━━━━━ TEXT SECTION

In this tutorial I will guide you step by step to install and run a headless Full Node for the IOTA network using the latest stable IRI release and a Virtual Private Server (VPS). We will also install iota-pm, in order to have a dashboard to control our neighbors perfomance. I will be using Debian 9 in my local machine and in the VPS. If you use other OS such as Windows, you can download a ssh tool such as putty to connect to your remote server and run the commands we will cover. It should be just the same.

On this guide

This might not be the most complete/extensive guide but it works and is fast. You can get a IOTA Full Node running in a matter of minutes. For a more complex guide visit IOTA Partners
Last update: 19 Mar 2018

Getting a VPS

A Virtual Private Server is a virtual machine based server that allows you to connect and work on a given operating system as if it were a dedicated computer. You will be accesing the server and installing stuff from the scratch on a Debian 9 Linux distribution. Ubuntu and other Debian derivated should be pretty similar -if not the same.

For this tutorial we will be using a Contabo VPS with 4 CPU cores, 12 GB RAM and 300 GB of SSD storage. As I write this, that plan costs 8.99 Euros.

Once we finished paying for the VPS, we will receive our public IP and the root password to login to the box via ssh. So, lets start there. We will access create a directory for our node and install some packages that will be needed such as Git, Maven, and others.

━━━━━━━━━━

**BRIEF 1**
In the IOTA node tutorial, what hardware does the Contabo VPS used in the guide have?
**BRIEF 2**
Write the next part of the IOTA node tutorial, picking up after its last sentence.

━━━━━ DATA EXTRACT

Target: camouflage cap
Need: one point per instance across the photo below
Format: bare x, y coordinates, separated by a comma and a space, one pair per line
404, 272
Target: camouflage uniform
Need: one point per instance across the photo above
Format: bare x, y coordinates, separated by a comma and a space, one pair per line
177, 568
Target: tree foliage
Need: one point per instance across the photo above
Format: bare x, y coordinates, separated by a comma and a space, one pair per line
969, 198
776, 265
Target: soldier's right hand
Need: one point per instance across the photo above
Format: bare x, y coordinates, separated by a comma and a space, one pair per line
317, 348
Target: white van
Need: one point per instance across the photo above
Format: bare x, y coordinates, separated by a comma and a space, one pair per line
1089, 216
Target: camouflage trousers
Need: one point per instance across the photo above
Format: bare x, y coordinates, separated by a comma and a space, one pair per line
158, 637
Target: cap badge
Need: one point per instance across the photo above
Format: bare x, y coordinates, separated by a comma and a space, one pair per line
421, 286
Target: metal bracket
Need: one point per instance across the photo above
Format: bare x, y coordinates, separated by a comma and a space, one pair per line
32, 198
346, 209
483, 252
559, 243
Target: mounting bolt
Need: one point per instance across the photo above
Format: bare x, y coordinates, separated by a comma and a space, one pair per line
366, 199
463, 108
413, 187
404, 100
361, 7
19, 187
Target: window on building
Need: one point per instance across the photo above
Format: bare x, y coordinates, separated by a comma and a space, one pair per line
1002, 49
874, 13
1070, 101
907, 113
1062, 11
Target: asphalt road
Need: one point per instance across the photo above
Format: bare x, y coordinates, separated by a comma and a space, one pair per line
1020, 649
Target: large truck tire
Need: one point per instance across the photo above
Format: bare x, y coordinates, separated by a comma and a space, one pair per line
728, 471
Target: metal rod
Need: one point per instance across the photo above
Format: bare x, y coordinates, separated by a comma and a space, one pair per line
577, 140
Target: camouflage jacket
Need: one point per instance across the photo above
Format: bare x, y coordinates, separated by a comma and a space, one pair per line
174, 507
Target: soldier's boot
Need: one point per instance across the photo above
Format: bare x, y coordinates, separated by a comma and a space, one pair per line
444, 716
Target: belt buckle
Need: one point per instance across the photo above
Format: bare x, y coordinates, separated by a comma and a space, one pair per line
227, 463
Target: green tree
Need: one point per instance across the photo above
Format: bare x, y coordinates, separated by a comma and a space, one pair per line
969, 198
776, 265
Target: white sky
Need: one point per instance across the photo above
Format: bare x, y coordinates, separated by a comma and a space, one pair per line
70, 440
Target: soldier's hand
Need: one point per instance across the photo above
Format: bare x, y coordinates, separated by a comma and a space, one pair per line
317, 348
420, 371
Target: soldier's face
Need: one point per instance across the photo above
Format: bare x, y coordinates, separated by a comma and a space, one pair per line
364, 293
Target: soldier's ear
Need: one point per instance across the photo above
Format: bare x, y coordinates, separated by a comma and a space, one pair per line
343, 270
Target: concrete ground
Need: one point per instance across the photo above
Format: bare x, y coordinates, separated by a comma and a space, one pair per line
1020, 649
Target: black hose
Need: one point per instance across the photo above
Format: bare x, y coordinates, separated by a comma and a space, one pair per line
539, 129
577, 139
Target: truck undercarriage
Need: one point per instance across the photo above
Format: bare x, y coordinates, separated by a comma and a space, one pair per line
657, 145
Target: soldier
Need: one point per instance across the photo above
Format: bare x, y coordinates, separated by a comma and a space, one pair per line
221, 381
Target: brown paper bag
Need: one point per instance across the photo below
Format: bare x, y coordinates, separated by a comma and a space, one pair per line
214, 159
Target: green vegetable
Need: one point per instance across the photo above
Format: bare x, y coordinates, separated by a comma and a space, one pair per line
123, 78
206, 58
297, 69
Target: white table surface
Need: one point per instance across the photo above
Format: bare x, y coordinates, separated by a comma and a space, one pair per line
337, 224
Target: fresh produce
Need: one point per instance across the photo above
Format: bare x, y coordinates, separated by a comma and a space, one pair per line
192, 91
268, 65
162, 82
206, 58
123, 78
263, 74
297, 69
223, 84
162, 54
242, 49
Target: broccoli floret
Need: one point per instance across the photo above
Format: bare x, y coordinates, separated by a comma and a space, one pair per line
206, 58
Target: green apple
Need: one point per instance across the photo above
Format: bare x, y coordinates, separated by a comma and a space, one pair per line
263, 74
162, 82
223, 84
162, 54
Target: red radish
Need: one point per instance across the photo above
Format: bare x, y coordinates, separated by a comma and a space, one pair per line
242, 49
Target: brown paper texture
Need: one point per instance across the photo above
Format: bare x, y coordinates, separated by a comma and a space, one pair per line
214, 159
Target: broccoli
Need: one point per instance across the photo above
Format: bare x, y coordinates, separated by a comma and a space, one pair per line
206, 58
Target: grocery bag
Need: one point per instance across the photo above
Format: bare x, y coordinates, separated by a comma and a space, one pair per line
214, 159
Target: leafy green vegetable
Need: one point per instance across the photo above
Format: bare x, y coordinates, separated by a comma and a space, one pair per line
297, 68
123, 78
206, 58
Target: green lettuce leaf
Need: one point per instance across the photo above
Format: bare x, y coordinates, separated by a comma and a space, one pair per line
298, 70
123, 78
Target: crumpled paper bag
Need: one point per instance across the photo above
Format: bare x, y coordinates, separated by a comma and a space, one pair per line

━━━━━━━━━━

**WRITTEN ANSWER 1**
4 CPU cores, 12 GB of RAM, and 300 GB of SSD storage.

**WRITTEN ANSWER 2**
Starting the setup

We will be assumming that my public IP Address is 173.212.193.00. Last numbers are not shown because this is actually a Full Node I will be running.



To start let’s go to the /opt directory. Once we are there, we will install Git, Maven and Java 8. For get this done, we will use the following commands. Note that everytime you run apt install command you will be prompted to chose if you wanna install the pck or not. Just enter Y and hit enter.

root@vmi152766:/# cd /opt
root@vmi152766:/opt# apt install git
root@vmi152766:/opt# apt install maven
root@vmi152766:/opt# apt install default-jre
root@vmi152766:/opt# apt install default-jdk


If everything went fine, you should be able to see what java version you have installed by typing the following command.

To compile or not to compile, thats the Q

Since the IRI Github has the source code but also contains an already compiled version of the IRI, you can choose which way you wanna go. Some people would prefer to compile from code (harder road), others will just download the iri.jar and run it. We will cover both. If you dont know what compiling from source is or you dont want to loose time compiling just jump to the method B to downlod de already compiled IRI.

Method A: compile from Source Code


We are now ready to start working with the IOTA IRI. Let’s clone the iotaledger Github IRI in our ot folder to get the latest version. Once we clone the repo a new iri folder will be created in /opt. We will compile the IRI and build the package with the following commands.

root@vmi152766:/opt# git clone https://github.com/iotaledger/iri
root@vmi152766:/opt# cd iri
root@vmi152766:/opt/iri# mvn clean compile
root@vmi152766:/opt/iri# mvn package


After executing this commands a new folder called target will be created. Inside that folder we are going to find our executable IRI with this name iri-1.4.2.1.jar




Method B: download already compiled IRI

In order to keep the same directory structure along the tutorial we will create the folders that the compilation process would create. By doing this, we will have our Node executable in the same place (/opt/iri/target) whether we compile or download the already compiled IRI version.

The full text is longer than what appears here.